Which lines of the data contain the string "concrete"? Copy every one.

Image point grounding data
■ ■ ■

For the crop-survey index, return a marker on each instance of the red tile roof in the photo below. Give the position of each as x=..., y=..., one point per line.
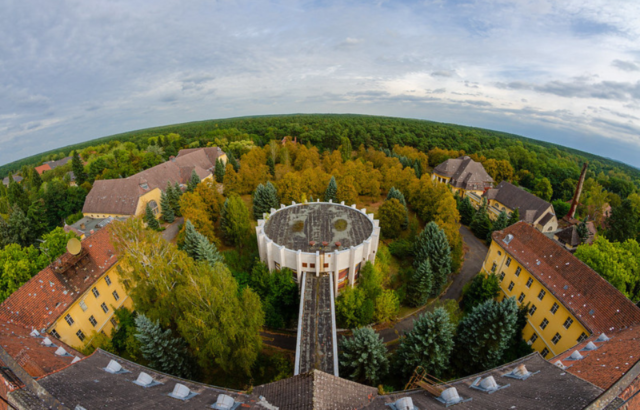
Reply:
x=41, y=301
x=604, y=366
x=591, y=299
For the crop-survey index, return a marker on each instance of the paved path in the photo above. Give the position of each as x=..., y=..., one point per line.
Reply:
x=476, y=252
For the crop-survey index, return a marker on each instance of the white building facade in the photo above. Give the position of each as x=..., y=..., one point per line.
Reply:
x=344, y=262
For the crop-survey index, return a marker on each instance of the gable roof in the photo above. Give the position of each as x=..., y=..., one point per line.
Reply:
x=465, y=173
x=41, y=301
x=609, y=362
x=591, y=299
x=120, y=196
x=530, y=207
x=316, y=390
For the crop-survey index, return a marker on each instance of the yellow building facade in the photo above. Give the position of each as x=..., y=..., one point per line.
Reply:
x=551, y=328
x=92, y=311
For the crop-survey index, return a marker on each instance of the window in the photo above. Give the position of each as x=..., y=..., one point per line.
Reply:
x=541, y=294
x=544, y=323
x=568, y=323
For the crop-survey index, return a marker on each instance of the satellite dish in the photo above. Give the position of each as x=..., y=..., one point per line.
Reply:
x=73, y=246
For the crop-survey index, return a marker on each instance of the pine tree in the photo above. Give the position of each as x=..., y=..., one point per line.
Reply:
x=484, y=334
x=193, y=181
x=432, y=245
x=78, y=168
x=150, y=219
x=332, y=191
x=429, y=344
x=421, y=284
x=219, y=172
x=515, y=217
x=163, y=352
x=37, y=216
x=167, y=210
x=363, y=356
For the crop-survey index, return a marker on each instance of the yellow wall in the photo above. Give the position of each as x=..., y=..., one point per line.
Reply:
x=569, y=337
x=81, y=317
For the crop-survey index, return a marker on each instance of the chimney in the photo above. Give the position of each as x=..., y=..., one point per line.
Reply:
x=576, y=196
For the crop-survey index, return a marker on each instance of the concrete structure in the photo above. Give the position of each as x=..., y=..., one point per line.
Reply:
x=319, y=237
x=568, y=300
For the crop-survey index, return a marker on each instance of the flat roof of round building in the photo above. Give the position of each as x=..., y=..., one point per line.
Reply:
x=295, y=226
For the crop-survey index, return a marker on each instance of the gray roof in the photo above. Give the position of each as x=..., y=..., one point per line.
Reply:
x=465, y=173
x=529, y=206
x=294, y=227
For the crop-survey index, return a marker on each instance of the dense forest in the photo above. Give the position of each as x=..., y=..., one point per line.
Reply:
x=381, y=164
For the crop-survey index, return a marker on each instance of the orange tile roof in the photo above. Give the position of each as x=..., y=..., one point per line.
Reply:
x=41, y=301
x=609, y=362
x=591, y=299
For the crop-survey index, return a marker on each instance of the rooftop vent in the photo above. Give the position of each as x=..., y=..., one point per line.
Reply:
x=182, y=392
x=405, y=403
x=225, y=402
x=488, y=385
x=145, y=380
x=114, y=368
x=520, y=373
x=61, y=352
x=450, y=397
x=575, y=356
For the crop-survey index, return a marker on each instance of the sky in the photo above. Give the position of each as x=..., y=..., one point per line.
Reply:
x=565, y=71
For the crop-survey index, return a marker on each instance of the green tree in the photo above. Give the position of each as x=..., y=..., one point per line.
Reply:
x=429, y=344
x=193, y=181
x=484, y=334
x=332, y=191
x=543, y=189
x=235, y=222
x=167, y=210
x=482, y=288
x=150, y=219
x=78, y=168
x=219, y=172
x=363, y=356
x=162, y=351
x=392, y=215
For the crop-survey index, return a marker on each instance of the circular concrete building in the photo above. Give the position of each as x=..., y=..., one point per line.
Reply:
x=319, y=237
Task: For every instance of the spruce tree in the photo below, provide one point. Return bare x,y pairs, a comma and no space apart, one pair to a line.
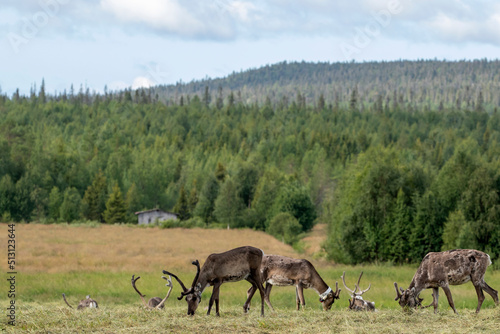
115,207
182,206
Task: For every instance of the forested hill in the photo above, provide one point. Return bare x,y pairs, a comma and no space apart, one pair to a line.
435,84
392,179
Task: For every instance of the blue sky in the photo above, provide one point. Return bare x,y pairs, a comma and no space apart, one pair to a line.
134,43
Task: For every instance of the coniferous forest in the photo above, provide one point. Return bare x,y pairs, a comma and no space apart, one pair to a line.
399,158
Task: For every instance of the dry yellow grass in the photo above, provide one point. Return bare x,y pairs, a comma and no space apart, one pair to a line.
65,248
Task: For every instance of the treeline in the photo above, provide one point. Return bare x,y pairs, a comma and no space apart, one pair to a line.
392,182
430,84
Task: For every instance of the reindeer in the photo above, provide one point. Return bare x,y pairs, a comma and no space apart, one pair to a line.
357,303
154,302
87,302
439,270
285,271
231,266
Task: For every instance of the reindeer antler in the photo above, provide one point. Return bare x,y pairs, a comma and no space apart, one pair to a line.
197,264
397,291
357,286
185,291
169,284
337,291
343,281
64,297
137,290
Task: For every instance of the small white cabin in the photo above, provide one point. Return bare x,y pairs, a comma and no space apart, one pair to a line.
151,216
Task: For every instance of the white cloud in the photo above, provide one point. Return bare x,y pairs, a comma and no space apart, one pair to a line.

■ ■ ■

Expected answer:
For the crop-survey index, return a marker on each instance of the concrete structure in the photo above. Give the position of each as x=..., y=..., one point per line.
For the crop-survey index, return a marker on each instance of the circular concrete building in the photo above. Give the position of each as x=..., y=..., one point per line.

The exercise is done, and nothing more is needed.